> [What to produce] Reproduce, word for word, the stretch of the material below from the line containing "Report the location of each instance of the street" through the end of the material.
###
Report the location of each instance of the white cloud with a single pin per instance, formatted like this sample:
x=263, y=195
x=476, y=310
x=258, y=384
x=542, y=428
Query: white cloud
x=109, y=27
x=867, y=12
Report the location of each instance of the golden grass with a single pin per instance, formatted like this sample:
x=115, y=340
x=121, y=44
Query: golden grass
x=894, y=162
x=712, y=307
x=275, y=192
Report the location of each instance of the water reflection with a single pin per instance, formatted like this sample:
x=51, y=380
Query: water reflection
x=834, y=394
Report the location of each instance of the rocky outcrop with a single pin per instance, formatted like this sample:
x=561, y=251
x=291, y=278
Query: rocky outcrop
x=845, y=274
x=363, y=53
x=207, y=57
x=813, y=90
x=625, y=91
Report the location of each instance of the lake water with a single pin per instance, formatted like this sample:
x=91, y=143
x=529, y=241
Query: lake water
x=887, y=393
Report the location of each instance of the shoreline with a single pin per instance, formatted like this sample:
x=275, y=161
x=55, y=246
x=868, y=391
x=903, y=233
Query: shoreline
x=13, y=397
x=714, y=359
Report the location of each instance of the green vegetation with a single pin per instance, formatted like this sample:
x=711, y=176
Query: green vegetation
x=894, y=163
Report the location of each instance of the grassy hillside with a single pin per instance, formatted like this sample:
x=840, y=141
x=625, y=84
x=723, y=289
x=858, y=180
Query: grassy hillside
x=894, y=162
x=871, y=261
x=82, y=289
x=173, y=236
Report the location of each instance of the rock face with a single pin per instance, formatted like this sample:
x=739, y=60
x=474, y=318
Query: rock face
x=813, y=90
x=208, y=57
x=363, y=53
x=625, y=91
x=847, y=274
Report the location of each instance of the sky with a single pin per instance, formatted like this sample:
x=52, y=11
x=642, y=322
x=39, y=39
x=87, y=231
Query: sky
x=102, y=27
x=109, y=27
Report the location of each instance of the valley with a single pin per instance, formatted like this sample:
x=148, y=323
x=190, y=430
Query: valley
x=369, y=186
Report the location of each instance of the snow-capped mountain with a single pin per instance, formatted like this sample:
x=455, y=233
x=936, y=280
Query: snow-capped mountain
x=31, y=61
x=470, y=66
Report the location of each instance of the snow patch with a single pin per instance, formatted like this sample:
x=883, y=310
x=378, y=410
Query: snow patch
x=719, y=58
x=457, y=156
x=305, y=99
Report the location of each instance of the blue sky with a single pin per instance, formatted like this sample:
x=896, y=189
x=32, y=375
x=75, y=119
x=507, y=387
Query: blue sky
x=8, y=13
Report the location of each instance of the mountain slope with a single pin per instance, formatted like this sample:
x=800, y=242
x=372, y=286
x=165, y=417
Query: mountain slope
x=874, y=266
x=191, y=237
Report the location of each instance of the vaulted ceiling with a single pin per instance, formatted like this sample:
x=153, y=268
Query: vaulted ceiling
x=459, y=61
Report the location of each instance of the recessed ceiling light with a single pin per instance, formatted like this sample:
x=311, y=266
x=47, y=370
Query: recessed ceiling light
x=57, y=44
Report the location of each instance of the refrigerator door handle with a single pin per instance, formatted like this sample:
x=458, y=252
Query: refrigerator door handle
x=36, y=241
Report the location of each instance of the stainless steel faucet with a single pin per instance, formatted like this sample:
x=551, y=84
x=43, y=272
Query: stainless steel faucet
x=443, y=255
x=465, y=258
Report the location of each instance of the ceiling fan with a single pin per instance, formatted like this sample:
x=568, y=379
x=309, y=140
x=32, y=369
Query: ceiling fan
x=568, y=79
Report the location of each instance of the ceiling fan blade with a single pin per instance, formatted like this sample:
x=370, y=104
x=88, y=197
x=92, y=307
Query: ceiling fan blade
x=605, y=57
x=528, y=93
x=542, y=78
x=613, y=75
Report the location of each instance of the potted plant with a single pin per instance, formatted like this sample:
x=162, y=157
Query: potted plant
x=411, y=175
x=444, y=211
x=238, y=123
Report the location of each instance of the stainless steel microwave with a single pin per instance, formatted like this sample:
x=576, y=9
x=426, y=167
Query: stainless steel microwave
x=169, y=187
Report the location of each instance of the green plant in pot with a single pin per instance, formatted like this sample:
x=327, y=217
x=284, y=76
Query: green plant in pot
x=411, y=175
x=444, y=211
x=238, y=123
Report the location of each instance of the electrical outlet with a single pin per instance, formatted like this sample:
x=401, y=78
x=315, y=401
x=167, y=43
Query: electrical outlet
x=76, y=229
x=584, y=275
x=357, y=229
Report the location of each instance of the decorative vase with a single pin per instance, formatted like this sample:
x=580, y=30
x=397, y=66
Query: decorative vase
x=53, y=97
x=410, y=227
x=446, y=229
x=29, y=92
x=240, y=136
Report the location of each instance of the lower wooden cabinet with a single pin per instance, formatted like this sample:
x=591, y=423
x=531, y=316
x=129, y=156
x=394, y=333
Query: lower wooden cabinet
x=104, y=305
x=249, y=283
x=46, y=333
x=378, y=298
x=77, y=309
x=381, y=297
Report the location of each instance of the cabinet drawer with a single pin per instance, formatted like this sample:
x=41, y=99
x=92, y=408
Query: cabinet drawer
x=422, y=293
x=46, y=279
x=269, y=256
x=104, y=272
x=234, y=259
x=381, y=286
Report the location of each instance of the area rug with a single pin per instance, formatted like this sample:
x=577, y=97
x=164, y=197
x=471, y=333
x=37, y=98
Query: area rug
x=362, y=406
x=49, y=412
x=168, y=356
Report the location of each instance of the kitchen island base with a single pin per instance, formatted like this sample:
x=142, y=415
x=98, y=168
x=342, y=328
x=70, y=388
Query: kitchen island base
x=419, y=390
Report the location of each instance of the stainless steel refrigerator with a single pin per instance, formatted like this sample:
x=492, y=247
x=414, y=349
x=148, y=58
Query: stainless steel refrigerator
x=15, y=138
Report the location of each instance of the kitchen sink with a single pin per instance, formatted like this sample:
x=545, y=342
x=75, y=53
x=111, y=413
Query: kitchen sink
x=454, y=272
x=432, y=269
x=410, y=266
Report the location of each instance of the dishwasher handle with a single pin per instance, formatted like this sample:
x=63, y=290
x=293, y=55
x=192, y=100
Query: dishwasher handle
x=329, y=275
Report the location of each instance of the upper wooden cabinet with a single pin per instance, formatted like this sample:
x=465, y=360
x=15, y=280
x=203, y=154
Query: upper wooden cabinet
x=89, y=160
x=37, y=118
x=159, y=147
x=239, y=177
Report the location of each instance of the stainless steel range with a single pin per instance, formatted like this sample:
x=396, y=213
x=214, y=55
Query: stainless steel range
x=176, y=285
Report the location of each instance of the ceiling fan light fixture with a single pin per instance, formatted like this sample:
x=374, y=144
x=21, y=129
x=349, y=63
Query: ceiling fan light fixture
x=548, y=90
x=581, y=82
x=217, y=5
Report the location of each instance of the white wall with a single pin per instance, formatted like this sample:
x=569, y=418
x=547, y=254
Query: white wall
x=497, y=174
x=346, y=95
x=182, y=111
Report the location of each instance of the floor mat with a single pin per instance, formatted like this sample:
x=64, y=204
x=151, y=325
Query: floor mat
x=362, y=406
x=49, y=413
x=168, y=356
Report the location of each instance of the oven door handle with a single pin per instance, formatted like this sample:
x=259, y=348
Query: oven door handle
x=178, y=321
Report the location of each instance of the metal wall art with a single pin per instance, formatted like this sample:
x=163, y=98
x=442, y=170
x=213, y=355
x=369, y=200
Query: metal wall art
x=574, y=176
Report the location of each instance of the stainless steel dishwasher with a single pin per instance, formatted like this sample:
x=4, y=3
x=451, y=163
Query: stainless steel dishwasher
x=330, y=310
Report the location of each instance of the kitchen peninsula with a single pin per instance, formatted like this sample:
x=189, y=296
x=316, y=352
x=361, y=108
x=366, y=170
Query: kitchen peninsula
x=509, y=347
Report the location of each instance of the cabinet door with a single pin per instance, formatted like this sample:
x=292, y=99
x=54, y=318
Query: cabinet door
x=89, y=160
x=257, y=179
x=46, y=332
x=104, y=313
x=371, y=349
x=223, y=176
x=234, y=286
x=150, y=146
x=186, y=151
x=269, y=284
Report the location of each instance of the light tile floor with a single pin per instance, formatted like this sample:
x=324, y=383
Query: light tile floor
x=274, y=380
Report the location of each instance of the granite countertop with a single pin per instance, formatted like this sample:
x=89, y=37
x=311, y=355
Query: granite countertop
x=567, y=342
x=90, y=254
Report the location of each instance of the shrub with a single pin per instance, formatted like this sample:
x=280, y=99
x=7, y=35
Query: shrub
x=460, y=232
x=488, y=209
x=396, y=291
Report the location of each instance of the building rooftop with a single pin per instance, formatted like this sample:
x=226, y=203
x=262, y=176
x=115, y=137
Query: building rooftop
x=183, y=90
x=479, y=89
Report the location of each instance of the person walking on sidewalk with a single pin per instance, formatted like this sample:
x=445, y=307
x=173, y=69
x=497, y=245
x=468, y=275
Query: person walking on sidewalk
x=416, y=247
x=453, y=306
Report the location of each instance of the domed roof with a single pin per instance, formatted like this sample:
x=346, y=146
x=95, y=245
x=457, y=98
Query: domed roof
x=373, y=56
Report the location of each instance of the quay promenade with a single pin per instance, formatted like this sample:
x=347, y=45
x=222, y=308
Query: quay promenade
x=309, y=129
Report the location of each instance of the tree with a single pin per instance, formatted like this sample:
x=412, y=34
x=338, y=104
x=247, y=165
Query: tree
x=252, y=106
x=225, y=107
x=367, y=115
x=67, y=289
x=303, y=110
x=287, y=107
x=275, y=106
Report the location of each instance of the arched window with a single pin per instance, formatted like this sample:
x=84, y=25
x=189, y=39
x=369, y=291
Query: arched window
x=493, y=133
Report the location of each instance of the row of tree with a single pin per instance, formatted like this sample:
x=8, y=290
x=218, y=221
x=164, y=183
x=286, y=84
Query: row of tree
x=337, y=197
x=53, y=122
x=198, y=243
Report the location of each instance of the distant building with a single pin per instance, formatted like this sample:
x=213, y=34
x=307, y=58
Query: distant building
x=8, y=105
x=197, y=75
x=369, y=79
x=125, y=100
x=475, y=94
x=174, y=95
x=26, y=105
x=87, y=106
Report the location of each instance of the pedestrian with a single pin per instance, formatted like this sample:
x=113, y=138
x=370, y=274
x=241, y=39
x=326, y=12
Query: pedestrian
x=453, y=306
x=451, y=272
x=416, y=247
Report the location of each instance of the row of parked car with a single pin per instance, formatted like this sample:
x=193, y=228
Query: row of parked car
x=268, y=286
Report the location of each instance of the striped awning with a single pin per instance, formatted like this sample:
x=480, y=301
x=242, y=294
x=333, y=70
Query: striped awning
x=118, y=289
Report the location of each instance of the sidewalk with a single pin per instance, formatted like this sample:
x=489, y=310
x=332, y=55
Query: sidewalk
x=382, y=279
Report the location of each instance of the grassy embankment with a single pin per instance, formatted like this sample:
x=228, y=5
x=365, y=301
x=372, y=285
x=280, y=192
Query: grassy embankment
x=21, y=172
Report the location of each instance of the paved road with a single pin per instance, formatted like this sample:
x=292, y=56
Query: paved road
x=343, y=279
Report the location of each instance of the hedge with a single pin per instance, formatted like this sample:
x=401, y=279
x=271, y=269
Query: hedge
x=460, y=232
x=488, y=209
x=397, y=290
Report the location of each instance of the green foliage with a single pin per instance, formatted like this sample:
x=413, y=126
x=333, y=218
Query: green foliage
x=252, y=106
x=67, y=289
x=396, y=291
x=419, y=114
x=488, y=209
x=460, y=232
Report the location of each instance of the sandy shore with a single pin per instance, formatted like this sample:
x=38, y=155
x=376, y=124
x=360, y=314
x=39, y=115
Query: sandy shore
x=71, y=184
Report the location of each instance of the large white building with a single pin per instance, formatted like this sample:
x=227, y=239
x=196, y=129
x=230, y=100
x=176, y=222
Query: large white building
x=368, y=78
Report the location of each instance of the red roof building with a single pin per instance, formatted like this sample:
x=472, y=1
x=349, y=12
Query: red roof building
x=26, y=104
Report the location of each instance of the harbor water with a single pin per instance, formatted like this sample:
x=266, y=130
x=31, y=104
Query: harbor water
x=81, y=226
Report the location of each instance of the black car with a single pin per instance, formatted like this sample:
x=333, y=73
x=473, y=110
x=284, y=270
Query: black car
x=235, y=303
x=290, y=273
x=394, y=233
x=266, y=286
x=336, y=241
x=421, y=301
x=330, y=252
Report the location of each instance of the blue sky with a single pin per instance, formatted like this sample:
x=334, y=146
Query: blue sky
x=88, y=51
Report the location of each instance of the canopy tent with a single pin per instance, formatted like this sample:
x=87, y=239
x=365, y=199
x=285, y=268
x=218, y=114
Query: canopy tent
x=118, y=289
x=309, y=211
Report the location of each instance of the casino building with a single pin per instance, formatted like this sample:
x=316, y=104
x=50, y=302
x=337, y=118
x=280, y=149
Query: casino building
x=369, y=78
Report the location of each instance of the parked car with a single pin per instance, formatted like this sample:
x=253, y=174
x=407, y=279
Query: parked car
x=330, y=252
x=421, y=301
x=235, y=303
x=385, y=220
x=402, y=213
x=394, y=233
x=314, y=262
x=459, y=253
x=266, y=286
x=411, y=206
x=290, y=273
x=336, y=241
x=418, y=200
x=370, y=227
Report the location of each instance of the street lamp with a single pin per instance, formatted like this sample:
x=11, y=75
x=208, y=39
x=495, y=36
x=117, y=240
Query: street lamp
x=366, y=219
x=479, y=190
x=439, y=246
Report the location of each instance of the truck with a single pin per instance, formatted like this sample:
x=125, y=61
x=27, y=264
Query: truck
###
> [Exercise answer]
Report the location of each instance of the street lamp with a single pin per instance, formatted like this sample:
x=11, y=75
x=208, y=39
x=495, y=36
x=117, y=240
Query: street lamp
x=366, y=219
x=479, y=190
x=439, y=246
Report the location of each instance of the truck with a single pin per instance, formatted like this sample:
x=125, y=61
x=27, y=264
Query: truck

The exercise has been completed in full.